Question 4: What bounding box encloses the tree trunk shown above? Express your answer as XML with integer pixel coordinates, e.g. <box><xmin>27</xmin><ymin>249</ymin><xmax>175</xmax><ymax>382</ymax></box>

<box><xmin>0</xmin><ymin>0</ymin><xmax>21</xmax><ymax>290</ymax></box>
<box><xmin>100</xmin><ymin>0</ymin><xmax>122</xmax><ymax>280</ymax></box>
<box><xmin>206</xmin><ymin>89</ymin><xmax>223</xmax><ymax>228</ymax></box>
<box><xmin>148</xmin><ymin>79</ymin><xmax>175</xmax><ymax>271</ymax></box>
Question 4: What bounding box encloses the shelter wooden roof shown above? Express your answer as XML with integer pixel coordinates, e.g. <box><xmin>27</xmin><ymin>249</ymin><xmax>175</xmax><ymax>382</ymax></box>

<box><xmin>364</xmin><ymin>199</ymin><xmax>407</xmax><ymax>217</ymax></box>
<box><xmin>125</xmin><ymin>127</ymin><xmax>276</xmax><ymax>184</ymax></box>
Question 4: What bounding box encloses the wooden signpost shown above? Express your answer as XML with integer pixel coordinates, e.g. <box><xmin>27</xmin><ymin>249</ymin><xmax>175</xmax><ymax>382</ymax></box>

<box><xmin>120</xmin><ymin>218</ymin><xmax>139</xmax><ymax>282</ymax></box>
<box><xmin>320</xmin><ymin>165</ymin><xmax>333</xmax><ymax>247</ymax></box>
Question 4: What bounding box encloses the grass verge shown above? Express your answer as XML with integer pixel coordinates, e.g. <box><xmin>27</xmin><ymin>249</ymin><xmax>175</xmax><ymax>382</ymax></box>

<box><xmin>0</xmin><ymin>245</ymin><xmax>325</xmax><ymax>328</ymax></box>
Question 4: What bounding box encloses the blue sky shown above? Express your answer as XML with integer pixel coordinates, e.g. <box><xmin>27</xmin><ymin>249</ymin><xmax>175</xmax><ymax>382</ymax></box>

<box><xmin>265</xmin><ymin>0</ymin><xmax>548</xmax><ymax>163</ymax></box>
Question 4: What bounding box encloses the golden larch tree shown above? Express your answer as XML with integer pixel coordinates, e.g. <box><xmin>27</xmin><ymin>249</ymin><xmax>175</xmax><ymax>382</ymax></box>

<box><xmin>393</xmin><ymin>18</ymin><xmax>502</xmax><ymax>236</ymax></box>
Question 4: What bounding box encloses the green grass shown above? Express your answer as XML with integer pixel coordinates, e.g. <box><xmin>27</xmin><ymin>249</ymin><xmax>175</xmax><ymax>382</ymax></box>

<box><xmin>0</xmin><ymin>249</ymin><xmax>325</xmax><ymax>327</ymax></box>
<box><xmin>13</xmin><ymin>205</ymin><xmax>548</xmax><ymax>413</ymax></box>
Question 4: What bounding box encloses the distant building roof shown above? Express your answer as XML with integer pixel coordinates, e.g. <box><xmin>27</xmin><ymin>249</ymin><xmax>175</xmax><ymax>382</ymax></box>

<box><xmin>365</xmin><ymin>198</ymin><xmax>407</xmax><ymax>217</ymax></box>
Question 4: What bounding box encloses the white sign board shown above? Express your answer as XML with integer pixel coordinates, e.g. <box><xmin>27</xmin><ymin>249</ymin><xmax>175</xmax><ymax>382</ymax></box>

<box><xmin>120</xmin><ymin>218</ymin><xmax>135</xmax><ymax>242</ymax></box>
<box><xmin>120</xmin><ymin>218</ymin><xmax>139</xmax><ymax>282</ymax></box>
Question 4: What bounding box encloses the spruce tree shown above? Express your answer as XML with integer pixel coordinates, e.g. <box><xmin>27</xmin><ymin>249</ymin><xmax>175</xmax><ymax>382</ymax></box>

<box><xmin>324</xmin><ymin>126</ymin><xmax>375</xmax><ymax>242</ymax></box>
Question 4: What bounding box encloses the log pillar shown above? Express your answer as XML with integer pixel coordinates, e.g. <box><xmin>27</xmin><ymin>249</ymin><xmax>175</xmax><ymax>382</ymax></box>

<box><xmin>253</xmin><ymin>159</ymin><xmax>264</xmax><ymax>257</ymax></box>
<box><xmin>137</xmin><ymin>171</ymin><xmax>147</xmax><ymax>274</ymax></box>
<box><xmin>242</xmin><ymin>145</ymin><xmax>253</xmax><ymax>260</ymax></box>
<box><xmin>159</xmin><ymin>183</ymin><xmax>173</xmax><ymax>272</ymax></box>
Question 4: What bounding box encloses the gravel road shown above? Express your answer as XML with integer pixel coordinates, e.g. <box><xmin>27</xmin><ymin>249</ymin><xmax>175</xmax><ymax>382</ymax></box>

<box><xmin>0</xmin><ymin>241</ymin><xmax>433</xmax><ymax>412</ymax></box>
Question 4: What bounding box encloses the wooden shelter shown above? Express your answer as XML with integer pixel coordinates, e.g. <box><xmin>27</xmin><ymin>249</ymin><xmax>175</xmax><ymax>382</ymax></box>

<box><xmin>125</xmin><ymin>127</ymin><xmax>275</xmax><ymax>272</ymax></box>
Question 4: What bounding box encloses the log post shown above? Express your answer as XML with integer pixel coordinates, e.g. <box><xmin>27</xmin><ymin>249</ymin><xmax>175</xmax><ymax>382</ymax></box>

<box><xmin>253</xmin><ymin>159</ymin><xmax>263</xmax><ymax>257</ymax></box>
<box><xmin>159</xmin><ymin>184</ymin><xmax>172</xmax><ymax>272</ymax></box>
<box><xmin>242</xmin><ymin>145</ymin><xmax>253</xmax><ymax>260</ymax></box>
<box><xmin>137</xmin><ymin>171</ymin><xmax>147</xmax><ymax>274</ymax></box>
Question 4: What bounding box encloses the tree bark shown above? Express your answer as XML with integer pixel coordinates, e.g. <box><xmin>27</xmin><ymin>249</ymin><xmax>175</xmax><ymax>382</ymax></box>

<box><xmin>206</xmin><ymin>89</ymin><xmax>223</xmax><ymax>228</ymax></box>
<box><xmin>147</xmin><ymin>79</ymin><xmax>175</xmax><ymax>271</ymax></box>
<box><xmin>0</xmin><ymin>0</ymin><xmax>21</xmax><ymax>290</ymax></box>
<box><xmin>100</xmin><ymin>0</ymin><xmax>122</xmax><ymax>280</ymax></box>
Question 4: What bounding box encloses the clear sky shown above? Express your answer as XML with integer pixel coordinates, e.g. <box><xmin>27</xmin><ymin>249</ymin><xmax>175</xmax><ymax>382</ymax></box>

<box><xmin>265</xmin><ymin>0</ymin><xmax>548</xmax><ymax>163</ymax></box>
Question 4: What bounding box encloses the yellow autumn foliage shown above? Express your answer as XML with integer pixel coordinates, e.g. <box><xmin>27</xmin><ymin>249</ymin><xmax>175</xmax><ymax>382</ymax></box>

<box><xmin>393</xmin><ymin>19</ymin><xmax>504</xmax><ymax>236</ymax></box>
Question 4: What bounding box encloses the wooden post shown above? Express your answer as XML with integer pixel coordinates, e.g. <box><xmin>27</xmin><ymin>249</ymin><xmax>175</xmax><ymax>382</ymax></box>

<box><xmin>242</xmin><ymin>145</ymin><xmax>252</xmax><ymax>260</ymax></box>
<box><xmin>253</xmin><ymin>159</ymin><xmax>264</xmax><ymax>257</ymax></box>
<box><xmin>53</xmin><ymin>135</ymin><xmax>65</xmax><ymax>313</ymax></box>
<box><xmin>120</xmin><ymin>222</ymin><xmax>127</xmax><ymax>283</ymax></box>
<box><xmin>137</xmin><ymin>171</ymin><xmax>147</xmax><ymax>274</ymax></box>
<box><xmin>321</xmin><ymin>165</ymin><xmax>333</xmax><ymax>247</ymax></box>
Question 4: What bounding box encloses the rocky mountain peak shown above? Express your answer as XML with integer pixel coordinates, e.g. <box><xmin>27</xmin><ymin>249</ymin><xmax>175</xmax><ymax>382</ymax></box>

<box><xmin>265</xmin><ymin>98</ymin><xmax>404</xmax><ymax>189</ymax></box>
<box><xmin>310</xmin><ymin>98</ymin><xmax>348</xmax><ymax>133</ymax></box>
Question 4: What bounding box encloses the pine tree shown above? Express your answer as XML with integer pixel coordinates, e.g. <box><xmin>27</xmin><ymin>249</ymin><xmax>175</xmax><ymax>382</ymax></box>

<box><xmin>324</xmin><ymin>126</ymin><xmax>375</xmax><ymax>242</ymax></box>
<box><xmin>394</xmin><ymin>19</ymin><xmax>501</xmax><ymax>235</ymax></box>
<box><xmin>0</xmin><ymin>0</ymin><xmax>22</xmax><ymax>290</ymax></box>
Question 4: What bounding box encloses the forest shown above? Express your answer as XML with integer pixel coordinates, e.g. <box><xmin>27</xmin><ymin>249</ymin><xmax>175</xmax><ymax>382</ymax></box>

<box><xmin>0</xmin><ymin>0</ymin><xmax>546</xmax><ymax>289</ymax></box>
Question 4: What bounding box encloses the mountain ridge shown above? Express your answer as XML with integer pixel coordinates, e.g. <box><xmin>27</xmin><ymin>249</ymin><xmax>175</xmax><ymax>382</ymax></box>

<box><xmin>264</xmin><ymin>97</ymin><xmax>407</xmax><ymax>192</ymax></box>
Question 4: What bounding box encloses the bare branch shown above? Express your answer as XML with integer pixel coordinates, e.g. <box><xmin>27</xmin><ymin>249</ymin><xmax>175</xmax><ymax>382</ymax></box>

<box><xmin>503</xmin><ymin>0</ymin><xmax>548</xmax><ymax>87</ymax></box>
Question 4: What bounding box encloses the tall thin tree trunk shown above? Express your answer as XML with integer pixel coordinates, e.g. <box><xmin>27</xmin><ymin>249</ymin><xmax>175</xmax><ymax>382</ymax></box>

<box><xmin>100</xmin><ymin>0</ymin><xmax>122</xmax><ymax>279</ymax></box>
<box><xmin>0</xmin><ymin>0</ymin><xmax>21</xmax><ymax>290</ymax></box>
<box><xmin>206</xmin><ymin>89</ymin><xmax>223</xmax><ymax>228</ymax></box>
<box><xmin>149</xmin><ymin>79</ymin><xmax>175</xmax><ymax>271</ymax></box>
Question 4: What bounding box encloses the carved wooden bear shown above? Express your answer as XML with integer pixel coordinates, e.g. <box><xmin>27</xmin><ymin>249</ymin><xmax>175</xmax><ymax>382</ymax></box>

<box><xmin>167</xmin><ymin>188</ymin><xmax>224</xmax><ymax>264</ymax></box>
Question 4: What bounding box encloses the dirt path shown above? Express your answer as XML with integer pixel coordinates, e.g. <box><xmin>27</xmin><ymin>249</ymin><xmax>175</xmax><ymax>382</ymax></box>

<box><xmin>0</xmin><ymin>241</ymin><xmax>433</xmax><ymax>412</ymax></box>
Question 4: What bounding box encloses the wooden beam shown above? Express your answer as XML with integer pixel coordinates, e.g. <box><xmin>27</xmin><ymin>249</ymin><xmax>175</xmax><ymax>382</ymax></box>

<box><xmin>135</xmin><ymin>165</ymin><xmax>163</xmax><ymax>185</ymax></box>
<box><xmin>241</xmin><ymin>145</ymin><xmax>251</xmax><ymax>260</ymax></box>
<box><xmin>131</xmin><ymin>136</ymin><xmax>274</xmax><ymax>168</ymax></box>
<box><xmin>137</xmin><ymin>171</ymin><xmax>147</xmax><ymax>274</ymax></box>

***

**Deine Aufgabe**
Schreib den Abschnitt von der Zeile mit „Question 4: What bounding box encloses the carved“ bis zum Ende der Einträge unverändert ab, beide Enden eingeschlossen.

**Lösung**
Question 4: What bounding box encloses the carved wooden bear shown above? Express your answer as XML with integer pixel coordinates, e.g. <box><xmin>27</xmin><ymin>249</ymin><xmax>175</xmax><ymax>382</ymax></box>

<box><xmin>167</xmin><ymin>188</ymin><xmax>224</xmax><ymax>264</ymax></box>
Question 4: What bounding box encloses the dirt path shown above? Express your answer as XML with integer pixel coordinates, e.g. <box><xmin>27</xmin><ymin>249</ymin><xmax>175</xmax><ymax>382</ymax></box>

<box><xmin>0</xmin><ymin>241</ymin><xmax>433</xmax><ymax>412</ymax></box>
Question 4: What bounding box encloses the wooden beam shown above? Express your answer as XML with integer pixel coordinates, e.g. <box><xmin>27</xmin><ymin>249</ymin><xmax>175</xmax><ymax>382</ymax></box>

<box><xmin>135</xmin><ymin>165</ymin><xmax>163</xmax><ymax>185</ymax></box>
<box><xmin>241</xmin><ymin>145</ymin><xmax>251</xmax><ymax>260</ymax></box>
<box><xmin>131</xmin><ymin>136</ymin><xmax>274</xmax><ymax>168</ymax></box>
<box><xmin>137</xmin><ymin>171</ymin><xmax>147</xmax><ymax>274</ymax></box>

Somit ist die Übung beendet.